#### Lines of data
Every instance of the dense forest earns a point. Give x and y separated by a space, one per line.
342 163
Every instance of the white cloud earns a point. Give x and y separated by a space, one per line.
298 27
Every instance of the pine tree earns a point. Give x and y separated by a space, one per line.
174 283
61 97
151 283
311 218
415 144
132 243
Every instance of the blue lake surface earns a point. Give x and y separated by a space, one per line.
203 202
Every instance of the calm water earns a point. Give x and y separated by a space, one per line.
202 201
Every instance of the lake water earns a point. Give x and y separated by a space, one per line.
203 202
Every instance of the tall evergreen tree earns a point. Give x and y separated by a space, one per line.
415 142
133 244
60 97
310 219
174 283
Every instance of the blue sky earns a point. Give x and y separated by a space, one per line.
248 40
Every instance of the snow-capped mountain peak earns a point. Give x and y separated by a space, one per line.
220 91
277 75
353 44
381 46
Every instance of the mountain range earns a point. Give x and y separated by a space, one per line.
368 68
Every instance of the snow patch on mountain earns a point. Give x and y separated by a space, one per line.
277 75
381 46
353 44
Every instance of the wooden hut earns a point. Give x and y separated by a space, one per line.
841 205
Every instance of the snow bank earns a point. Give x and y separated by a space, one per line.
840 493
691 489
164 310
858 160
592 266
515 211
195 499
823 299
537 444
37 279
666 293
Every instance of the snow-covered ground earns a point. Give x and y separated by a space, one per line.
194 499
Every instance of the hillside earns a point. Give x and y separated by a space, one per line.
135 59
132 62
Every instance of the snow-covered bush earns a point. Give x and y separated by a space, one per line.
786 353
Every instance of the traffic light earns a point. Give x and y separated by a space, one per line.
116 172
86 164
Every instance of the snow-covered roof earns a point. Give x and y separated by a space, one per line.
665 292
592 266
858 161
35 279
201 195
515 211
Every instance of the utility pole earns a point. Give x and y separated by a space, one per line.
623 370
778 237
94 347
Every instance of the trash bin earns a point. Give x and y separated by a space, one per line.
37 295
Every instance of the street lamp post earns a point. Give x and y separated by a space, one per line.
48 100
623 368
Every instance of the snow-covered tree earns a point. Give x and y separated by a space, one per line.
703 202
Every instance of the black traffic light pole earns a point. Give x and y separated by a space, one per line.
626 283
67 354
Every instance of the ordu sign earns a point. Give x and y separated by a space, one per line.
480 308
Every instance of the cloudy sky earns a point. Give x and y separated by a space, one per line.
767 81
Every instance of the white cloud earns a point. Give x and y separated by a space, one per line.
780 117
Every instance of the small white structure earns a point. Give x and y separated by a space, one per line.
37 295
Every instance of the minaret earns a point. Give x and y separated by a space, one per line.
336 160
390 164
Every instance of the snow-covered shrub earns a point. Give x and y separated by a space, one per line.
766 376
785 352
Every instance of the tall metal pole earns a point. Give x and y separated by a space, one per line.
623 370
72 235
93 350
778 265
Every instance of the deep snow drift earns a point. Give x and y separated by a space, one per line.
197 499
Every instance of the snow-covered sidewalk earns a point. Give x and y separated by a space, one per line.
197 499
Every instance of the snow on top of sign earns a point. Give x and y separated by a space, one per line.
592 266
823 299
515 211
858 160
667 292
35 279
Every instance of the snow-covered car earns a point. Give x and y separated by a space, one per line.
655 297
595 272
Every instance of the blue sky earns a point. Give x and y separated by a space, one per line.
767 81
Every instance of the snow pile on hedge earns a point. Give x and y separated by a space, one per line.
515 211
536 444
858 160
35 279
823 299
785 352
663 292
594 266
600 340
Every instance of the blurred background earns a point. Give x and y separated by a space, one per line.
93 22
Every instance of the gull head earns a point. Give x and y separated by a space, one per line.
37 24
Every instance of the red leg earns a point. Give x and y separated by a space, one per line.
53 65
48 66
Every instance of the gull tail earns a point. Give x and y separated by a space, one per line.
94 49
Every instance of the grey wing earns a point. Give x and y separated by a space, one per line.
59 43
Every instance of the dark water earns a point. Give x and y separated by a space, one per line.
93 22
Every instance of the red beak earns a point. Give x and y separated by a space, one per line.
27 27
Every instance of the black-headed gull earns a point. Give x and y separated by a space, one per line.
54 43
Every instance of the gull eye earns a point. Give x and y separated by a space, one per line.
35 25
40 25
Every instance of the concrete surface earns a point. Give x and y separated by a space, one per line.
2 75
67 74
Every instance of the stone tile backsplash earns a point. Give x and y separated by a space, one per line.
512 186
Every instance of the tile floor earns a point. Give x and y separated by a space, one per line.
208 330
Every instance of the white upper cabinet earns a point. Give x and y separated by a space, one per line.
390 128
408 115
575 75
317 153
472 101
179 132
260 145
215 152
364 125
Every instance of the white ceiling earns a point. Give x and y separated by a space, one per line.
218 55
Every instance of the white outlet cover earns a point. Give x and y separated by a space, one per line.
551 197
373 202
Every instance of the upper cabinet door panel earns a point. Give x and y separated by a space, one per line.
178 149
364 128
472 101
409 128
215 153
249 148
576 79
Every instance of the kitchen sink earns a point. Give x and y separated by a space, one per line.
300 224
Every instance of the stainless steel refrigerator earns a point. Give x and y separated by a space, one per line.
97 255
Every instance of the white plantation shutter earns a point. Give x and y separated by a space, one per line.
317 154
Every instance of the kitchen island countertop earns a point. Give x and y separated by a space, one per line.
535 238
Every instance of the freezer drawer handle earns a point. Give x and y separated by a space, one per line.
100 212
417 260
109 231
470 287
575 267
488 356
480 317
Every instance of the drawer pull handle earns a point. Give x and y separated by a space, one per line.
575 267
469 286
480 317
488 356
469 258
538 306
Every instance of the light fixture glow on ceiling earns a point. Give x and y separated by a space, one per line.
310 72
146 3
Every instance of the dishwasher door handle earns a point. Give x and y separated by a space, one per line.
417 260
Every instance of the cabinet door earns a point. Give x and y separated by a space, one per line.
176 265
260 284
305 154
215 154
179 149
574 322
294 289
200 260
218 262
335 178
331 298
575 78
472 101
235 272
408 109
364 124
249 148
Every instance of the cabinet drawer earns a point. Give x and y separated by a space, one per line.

#### Stated task
Copy the data above from the line holding "Every instance of the white outlet" through the end of the data, inclusive, and raise every x and y point coordinate by 59.

#### Response to this exercise
Every instance of the white outlet cover earns a point. Give x and y separated by a space, one per line.
610 256
432 261
Every instance of the upper cabinet door panel earns a point. Give x and y separated by a space, one per line.
237 208
423 187
531 160
468 187
274 212
308 207
635 138
Every instance of the kitchen sink earns a point. Give x and y separated by a space, one per line.
359 283
Every instance of the stainless steel refrigerator earns a point. Give x and y separated by a space, one per line.
156 314
Every instance of the white plantation shutter earns a point. Give x and y separated by a space, one per line.
376 213
Every instance of the kitchen island countertop earns a point. Give x and y separated by a space, one per line.
594 297
Every instance of the freezer drawer handle earns a point. Give x and y separated by a space, one per line.
159 271
476 319
168 290
529 346
634 326
547 415
539 376
Every instance of the drawer pull handle earns a point. Give x and y separated by a space, one per line.
634 326
528 345
539 376
547 415
528 317
597 365
Every instance of the light fixture glow on ceiling earns a point. Give x and y separated by a space, one per line.
369 131
205 62
Every instance of the dishwasher door handle earns a point. Give x and y separated by a space, one per line.
476 319
Every instance of the cabinet door earns a point. Give x and y separated by a space, one per line.
235 324
319 343
364 213
274 213
238 208
633 381
353 348
259 319
277 321
394 237
390 357
634 137
531 160
294 331
467 168
423 183
308 207
Every instance of the cabinet drawer earns a point. Give x and y separated by a space, one per line.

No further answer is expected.